- **THE TASK**
Please copy out every line in the entries that includes the word "Jack".

- **DATASET EXTRACT**
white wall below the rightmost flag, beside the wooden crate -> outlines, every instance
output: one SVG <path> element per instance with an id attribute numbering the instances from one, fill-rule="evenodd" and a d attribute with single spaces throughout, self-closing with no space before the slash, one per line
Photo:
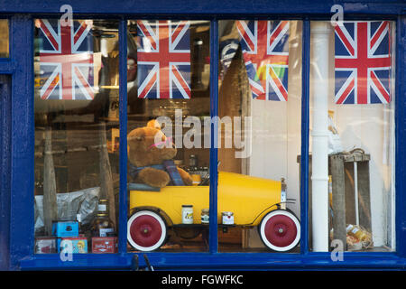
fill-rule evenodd
<path id="1" fill-rule="evenodd" d="M 392 122 L 391 106 L 337 106 L 336 124 L 341 136 L 343 148 L 350 151 L 355 147 L 362 148 L 371 155 L 371 220 L 374 246 L 390 244 L 387 240 L 387 229 L 391 226 L 388 210 L 392 201 Z M 386 116 L 385 116 L 386 115 Z M 392 214 L 389 214 L 391 217 Z"/>

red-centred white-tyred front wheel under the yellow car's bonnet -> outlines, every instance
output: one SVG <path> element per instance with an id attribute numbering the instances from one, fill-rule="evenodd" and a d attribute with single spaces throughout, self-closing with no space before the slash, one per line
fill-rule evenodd
<path id="1" fill-rule="evenodd" d="M 272 210 L 263 217 L 259 233 L 266 247 L 286 252 L 300 241 L 300 222 L 289 210 Z"/>

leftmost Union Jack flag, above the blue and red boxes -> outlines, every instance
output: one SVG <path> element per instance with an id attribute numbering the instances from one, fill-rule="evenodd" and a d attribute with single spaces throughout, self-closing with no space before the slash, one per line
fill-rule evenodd
<path id="1" fill-rule="evenodd" d="M 93 38 L 85 21 L 40 19 L 42 99 L 93 99 Z M 73 23 L 71 25 L 71 23 Z"/>

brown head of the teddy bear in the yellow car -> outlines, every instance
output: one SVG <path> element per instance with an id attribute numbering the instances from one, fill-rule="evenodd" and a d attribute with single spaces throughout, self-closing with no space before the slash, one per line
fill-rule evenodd
<path id="1" fill-rule="evenodd" d="M 161 129 L 138 127 L 127 136 L 128 160 L 137 167 L 161 164 L 175 157 L 177 150 Z"/>

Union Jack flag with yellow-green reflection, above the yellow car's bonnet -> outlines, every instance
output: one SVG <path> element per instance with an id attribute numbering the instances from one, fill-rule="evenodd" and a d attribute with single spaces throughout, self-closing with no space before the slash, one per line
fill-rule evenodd
<path id="1" fill-rule="evenodd" d="M 237 21 L 253 98 L 288 100 L 289 21 Z"/>

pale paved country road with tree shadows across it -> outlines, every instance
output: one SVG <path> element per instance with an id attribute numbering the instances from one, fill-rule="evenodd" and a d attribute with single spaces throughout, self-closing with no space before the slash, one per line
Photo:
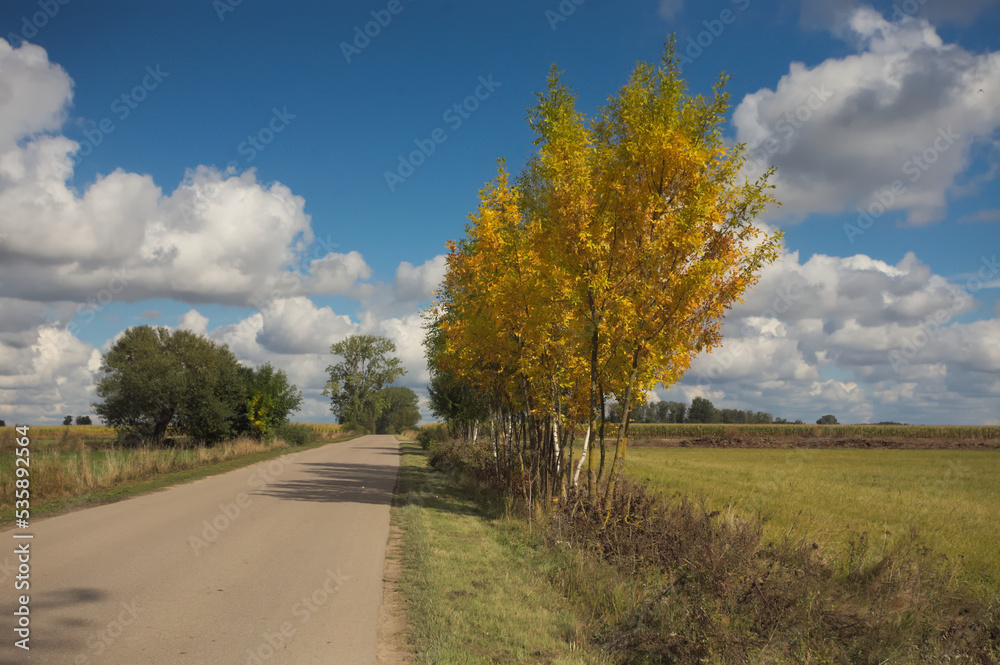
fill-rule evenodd
<path id="1" fill-rule="evenodd" d="M 398 468 L 366 436 L 0 533 L 0 663 L 373 663 Z"/>

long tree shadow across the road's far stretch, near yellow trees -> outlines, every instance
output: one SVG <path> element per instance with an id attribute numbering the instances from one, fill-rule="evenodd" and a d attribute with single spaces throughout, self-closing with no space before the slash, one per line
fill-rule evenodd
<path id="1" fill-rule="evenodd" d="M 398 453 L 393 452 L 393 455 Z M 389 505 L 396 482 L 396 467 L 373 464 L 307 462 L 301 465 L 307 479 L 274 482 L 252 494 L 291 501 L 371 503 Z"/>

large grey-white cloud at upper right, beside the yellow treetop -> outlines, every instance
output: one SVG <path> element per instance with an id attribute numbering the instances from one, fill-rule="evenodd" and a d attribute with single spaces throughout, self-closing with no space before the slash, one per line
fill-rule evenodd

- **EXERCISE RESULT**
leftmost Union Jack flag, above the blue and red boxes -> outlines, every instance
Union Jack flag with yellow-green reflection, above the yellow car's bonnet -> outlines, every instance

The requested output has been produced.